### Work task
Could the lines from the one with "pigeon wing, placed" through the end of the listing be restated exactly, with nothing else included?

** Data extract follows **

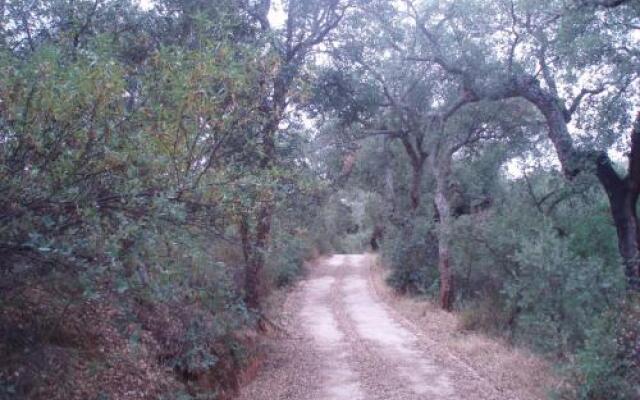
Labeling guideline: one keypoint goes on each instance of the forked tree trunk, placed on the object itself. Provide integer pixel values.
(623, 198)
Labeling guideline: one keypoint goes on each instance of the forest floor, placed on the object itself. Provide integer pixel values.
(346, 336)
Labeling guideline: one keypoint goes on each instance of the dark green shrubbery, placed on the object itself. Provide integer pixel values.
(411, 252)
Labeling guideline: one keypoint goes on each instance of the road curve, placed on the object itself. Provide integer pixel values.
(346, 343)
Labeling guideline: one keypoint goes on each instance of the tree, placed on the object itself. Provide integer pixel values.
(538, 64)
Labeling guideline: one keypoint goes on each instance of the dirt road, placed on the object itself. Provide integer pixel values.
(345, 342)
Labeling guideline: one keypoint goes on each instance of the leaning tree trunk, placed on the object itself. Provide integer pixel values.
(442, 172)
(621, 191)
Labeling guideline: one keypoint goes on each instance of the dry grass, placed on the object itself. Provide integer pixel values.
(510, 369)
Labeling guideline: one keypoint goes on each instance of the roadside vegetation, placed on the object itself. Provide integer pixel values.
(163, 169)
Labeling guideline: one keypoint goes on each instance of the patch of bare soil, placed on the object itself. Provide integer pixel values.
(515, 372)
(346, 336)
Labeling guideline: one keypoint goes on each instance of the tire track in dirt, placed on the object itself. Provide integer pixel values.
(346, 343)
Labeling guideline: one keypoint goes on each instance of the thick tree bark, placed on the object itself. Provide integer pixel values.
(442, 172)
(416, 184)
(621, 191)
(623, 199)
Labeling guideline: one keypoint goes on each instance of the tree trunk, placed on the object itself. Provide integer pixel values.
(442, 171)
(254, 251)
(622, 191)
(416, 183)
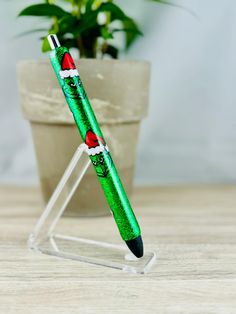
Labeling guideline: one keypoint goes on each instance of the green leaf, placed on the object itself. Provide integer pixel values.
(43, 10)
(111, 51)
(106, 34)
(67, 24)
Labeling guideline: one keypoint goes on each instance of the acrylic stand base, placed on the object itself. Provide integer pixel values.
(48, 240)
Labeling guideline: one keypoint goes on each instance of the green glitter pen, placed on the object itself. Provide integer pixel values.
(97, 149)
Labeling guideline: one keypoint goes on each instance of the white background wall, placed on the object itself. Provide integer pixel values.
(190, 134)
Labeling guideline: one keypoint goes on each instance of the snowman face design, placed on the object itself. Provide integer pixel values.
(102, 163)
(70, 87)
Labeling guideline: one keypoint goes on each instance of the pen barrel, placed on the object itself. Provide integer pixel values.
(97, 148)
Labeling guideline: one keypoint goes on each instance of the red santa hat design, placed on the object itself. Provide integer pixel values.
(68, 68)
(95, 144)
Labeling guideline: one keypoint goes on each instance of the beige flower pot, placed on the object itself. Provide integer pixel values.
(118, 91)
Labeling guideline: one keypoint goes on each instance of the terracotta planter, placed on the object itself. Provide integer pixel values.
(118, 91)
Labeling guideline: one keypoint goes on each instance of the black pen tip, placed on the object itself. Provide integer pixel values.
(136, 246)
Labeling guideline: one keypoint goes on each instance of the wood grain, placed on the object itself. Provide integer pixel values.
(192, 229)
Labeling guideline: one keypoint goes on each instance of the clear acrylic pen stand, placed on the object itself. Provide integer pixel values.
(52, 233)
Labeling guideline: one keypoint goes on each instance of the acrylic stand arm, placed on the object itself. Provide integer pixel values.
(46, 240)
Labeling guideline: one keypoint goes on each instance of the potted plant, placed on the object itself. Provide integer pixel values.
(118, 91)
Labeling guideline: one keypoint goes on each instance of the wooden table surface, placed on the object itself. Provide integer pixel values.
(192, 229)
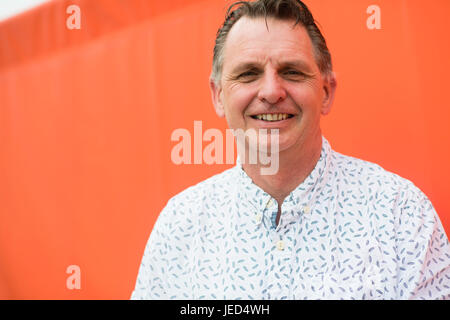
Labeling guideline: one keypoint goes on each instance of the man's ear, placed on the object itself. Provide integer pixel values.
(216, 95)
(329, 87)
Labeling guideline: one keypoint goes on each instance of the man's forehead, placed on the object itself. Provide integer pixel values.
(255, 40)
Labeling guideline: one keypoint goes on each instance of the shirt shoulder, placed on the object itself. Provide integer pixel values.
(214, 188)
(368, 173)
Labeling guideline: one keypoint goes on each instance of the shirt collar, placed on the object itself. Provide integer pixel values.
(303, 195)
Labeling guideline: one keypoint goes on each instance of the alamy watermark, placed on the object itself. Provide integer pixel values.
(254, 146)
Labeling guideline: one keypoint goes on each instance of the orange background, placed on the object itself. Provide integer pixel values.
(86, 118)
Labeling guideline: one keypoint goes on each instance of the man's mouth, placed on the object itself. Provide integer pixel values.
(272, 116)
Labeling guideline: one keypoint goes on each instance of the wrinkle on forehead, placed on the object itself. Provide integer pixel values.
(250, 42)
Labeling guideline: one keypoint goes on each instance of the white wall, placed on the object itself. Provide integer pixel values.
(9, 8)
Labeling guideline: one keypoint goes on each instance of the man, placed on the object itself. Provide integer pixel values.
(325, 225)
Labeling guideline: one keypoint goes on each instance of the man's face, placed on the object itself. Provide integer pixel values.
(272, 71)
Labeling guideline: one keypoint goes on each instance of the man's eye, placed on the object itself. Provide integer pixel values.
(247, 74)
(293, 72)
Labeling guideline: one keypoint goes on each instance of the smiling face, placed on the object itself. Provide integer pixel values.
(270, 79)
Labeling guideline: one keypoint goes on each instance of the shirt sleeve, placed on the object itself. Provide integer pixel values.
(423, 251)
(150, 280)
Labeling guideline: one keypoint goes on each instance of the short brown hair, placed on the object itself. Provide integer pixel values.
(294, 10)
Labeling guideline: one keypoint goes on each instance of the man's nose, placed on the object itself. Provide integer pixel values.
(271, 90)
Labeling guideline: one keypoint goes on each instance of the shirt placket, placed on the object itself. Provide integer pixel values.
(278, 269)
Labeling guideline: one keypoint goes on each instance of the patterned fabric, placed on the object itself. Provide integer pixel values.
(351, 230)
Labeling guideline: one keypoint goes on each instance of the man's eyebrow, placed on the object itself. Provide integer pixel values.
(299, 64)
(245, 66)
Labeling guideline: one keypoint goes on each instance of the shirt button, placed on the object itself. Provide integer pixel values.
(280, 245)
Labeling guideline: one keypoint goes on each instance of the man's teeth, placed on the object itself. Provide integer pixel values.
(272, 116)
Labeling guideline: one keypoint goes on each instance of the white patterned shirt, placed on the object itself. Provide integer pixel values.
(350, 230)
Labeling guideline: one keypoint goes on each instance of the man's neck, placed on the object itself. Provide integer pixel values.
(294, 167)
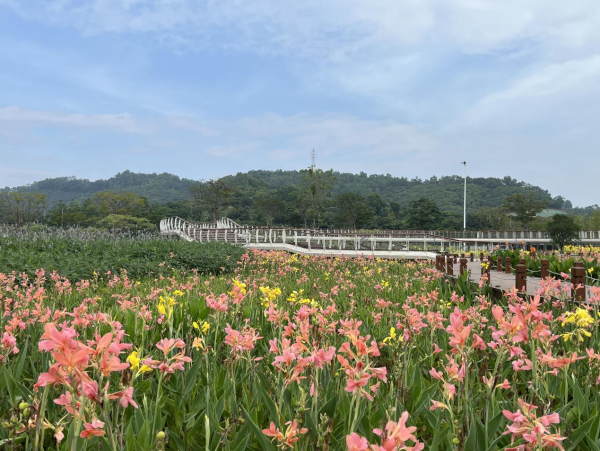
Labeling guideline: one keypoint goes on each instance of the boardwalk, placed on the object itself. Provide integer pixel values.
(503, 281)
(331, 243)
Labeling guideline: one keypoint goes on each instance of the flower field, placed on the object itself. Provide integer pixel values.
(284, 352)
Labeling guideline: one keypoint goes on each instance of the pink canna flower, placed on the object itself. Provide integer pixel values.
(393, 438)
(534, 430)
(355, 442)
(125, 397)
(9, 343)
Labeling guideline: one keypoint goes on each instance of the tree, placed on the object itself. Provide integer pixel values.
(352, 211)
(595, 220)
(492, 218)
(563, 230)
(524, 206)
(269, 206)
(212, 196)
(119, 203)
(21, 207)
(315, 189)
(423, 214)
(68, 215)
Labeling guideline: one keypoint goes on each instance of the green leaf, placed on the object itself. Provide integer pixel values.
(577, 435)
(265, 443)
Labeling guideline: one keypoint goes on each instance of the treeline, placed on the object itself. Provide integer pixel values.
(308, 198)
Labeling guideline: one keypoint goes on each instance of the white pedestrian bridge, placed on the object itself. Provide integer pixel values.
(413, 244)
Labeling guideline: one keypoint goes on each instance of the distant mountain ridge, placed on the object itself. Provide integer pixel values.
(446, 191)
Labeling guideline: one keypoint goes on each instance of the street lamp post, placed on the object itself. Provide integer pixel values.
(464, 163)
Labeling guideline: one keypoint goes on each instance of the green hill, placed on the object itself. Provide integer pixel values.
(157, 188)
(446, 191)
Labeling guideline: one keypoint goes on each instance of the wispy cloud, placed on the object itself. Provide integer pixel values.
(121, 122)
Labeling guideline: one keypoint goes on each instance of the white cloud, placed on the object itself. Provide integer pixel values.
(121, 122)
(555, 91)
(333, 27)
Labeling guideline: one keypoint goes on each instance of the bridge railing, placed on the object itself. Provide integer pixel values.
(225, 229)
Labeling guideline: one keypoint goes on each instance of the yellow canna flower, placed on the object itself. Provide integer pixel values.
(133, 360)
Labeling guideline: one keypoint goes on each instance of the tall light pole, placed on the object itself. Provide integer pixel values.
(464, 163)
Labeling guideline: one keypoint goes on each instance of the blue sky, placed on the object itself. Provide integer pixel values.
(204, 88)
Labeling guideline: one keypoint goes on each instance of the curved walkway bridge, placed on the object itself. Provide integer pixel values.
(352, 243)
(348, 243)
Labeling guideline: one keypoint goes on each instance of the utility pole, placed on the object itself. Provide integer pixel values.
(464, 163)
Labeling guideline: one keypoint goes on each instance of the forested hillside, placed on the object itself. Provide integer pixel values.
(446, 191)
(307, 198)
(157, 188)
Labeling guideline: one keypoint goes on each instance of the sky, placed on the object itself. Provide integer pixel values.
(207, 88)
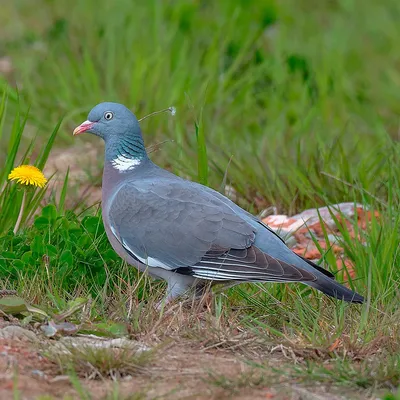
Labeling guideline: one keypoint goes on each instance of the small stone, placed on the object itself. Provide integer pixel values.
(16, 332)
(37, 373)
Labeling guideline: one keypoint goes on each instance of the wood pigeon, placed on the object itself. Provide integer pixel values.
(184, 232)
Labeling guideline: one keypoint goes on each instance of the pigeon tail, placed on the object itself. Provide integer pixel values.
(334, 289)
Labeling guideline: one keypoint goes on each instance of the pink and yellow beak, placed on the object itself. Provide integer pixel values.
(83, 127)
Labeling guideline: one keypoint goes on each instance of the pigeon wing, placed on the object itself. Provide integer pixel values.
(178, 227)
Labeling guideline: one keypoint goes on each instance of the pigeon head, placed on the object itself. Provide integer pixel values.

** End of Data extract **

### Output for this exercise
Labeling guideline: one keypoint goes on each instance of the pigeon wing, placed on the object itself. Provide integer pixel values.
(178, 227)
Labeling guideline: one keypoint goes on each instance of the pigeon head, placed on the object itself. Provide integer pixel values.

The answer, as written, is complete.